----- Supplied material

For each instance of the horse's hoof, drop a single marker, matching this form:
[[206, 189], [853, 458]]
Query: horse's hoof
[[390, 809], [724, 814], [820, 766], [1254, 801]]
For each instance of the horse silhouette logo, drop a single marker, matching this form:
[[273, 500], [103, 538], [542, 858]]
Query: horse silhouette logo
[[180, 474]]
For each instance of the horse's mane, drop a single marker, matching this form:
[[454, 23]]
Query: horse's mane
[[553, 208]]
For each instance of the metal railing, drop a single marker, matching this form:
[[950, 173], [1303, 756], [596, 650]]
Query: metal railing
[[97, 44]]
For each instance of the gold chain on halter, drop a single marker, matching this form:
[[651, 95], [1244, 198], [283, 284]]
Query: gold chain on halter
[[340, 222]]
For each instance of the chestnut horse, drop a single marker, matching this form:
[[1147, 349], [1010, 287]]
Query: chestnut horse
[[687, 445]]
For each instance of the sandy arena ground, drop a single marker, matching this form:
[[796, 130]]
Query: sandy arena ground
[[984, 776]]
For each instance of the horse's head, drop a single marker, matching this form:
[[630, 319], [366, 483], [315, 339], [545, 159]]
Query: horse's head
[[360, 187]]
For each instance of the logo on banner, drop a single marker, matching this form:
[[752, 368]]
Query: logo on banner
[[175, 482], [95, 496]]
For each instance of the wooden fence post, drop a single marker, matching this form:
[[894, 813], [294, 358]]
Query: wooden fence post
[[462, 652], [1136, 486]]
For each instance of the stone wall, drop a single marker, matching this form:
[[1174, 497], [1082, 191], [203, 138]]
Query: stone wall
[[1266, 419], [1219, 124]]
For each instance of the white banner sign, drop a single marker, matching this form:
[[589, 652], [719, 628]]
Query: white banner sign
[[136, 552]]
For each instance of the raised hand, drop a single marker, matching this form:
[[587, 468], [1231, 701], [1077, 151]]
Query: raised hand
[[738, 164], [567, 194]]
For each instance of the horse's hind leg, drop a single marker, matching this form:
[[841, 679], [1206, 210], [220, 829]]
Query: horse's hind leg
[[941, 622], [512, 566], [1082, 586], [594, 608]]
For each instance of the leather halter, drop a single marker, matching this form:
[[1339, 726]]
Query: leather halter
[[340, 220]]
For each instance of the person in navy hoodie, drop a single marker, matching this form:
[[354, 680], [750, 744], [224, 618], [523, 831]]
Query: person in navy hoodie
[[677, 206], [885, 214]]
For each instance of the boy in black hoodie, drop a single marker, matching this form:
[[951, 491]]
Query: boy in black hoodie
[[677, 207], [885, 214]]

----------
----- Supplied material

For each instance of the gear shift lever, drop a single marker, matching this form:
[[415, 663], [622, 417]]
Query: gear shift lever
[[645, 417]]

----------

> _Task brief_:
All lines in the listing above between the line with "For each instance of the horse's hoof, drop" and the line with "For each instance of the metal", inclusive, should be set down exactly, and no line outside that range.

> _Task response_:
For each instance of the horse's hoof, drop a single marker, matching this form:
[[206, 189], [853, 458]]
Query: horse's hoof
[[390, 809], [724, 814], [820, 766], [1254, 801]]
For each instance of the horse silhouette logo, drop a single marker, matching this form:
[[273, 500], [103, 538], [542, 858]]
Query: horse silhouette logo
[[180, 474]]
For each instance of the horse's mane, drop a single marker, matching this form:
[[454, 23]]
Query: horse's mane
[[553, 208]]
For each instance of the metal railing, drop a single marker, matching this form:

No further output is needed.